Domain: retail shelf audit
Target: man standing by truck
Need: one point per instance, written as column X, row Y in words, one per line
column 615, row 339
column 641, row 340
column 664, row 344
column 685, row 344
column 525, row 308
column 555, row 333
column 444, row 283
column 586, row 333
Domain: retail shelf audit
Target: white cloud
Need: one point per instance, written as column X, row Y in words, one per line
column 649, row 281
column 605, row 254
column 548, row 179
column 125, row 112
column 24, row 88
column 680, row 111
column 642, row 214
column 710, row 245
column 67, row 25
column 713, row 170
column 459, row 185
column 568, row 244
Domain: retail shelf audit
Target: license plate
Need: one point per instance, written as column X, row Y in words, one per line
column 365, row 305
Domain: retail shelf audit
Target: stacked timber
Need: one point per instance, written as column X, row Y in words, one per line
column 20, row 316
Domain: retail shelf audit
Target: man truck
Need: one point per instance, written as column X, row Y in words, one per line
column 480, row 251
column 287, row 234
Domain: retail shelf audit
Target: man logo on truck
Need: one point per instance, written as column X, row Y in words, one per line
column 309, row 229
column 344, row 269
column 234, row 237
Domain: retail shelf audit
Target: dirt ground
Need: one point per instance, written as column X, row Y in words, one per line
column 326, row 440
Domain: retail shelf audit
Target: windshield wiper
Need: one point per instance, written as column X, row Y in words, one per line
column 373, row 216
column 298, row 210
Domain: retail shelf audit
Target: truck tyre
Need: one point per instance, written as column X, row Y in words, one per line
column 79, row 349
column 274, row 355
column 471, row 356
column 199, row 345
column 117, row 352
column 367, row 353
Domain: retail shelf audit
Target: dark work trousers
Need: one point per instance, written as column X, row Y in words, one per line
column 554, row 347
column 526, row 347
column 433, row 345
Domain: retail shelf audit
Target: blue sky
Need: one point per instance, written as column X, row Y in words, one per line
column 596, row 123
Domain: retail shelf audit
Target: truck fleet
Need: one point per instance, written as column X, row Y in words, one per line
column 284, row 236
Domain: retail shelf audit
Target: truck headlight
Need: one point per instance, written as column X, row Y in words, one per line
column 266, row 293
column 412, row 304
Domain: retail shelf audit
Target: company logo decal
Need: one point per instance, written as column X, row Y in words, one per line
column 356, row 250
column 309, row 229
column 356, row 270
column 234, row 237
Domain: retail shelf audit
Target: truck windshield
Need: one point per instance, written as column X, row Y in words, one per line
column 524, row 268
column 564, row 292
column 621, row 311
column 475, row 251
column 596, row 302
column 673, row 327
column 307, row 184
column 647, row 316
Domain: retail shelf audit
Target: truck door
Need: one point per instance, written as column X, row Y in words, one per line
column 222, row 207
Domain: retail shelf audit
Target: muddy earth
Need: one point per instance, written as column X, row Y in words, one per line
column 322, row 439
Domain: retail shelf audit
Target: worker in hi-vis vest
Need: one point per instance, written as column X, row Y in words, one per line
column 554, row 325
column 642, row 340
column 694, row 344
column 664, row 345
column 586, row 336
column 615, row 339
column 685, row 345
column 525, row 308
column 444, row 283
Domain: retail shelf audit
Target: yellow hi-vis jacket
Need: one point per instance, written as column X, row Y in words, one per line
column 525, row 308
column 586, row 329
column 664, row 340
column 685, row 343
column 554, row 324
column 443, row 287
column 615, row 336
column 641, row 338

:::

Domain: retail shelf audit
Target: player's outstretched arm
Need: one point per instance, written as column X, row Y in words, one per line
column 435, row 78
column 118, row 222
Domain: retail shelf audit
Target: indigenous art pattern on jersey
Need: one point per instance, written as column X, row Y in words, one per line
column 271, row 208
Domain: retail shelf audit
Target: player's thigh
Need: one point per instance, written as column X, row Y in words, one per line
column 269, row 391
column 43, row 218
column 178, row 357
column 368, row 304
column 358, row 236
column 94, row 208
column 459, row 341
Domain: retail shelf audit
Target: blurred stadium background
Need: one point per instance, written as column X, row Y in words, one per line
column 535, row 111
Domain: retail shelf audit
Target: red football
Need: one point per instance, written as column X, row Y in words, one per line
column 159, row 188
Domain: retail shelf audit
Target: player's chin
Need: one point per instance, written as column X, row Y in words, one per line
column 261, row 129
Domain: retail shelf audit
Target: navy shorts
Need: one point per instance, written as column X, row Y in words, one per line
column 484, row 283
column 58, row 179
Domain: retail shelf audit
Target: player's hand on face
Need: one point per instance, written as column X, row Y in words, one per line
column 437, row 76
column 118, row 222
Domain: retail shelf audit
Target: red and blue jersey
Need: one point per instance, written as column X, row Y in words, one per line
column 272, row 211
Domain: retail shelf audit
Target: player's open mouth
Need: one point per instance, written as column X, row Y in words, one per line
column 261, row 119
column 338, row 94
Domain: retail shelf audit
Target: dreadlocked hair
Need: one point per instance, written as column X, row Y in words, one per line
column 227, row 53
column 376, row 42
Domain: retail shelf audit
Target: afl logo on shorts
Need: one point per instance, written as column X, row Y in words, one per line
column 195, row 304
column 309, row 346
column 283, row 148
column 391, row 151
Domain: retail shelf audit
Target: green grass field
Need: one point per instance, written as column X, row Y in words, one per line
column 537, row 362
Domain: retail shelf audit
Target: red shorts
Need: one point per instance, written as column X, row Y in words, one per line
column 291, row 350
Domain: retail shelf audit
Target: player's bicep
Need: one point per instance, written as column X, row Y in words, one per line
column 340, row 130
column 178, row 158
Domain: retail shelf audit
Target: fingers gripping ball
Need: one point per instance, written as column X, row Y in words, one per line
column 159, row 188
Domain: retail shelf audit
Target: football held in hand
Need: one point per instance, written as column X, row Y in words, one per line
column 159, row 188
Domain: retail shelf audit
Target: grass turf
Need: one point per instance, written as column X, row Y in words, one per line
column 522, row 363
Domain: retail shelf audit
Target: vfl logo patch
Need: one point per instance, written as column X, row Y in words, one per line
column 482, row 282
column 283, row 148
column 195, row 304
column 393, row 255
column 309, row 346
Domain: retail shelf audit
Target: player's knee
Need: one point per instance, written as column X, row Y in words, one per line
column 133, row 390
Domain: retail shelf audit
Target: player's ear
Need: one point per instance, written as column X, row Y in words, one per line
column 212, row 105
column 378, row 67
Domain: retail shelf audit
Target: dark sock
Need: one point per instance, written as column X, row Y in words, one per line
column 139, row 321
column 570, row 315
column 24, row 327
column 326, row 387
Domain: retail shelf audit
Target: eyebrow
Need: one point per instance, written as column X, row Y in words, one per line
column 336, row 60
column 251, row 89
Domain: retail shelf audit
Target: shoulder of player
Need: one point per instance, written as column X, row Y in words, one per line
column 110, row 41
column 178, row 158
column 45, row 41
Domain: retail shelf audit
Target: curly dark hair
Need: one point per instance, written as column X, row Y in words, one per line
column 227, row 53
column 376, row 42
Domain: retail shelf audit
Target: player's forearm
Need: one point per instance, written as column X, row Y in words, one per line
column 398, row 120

:::

Instructions to follow: Only the lines that contain the string "truck" are to be copied from the records.

Exercise response:
Target: man standing by truck
Target: man truck
Target: man logo on truck
Target: truck tyre
Target: truck fleet
Target: truck headlight
Target: truck windshield
Target: truck door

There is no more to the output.